*WHAT YOU SHOULD DO*. Transcribe the passage on sale-leaseback financing word for word, covering the stretch from "By selling an" through "on the property.".

>> start SELECTED EXCERPT

The recent recession intensified corporate focus on the bottom line. In a challenging economy, belt tightening and downsizing replace growth and expansion. With real estate typically ranking as the second- or third-highest overhead cost for most corporations, a sale-leaseback transaction can present an attractive financing strategy.

By selling an asset and then leasing it back, a firm can unlock value that is tied up in real estate and deploy it as working capital. A sale-leaseback deal can improve the organization's debt-to-equity ratio and reduce depreciation and interest costs, all of which have a positive impact on a firm's balance sheet.

Recently, retailers such as Sunstate Equipment, one of the largest rental equipment companies in the United States, sold 25 properties in a sale-leaseback strategy that raised $36.4 million, and Roadhouse Grill completed the sale-leaseback of 11 restaurant properties for $21.8 million. In a single-asset transaction, a Borders Books store in Pasadena, Calif., recently commanded a sales price of $17.25 million. Borders signed a 15-year triple-net lease on the property.

Strong ROI

From an ownership standpoint, the first thing corporate executives must consider is whether they want to control property through a lease so it is treated as an expense or whether they want to own property where it is a capital investment. Factors include the use of the facility, the life span of the firm's occupation of the facility, improvements to the facility, as well as financial considerations. In general, corporations want to own strategic assets such as research and development facilities, sometimes office headquarters and manufacturing facilities. On a broader basis, leased properties tend to be distribution facilities and the bulk of office space.

>> end SELECTED EXCERPT
>> start INFORMATION GIVEN

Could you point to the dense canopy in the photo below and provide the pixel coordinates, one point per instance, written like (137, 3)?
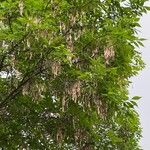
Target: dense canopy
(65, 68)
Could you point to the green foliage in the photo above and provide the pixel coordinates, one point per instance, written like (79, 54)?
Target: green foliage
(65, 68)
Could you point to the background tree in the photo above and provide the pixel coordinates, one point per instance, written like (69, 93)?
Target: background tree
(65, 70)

>> end INFORMATION GIVEN
>> start INFORMATION GIVEN

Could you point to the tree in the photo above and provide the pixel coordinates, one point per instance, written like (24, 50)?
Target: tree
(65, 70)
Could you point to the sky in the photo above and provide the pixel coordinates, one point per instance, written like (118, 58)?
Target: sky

>> end INFORMATION GIVEN

*COMPLETED EXERCISE*.
By selling an asset and then leasing it back, a firm can unlock value that is tied up in real estate and deploy it as working capital. A sale-leaseback deal can improve the organization's debt-to-equity ratio and reduce depreciation and interest costs, all of which have a positive impact on a firm's balance sheet.

Recently, retailers such as Sunstate Equipment, one of the largest rental equipment companies in the United States, sold 25 properties in a sale-leaseback strategy that raised $36.4 million, and Roadhouse Grill completed the sale-leaseback of 11 restaurant properties for $21.8 million. In a single-asset transaction, a Borders Books store in Pasadena, Calif., recently commanded a sales price of $17.25 million. Borders signed a 15-year triple-net lease on the property.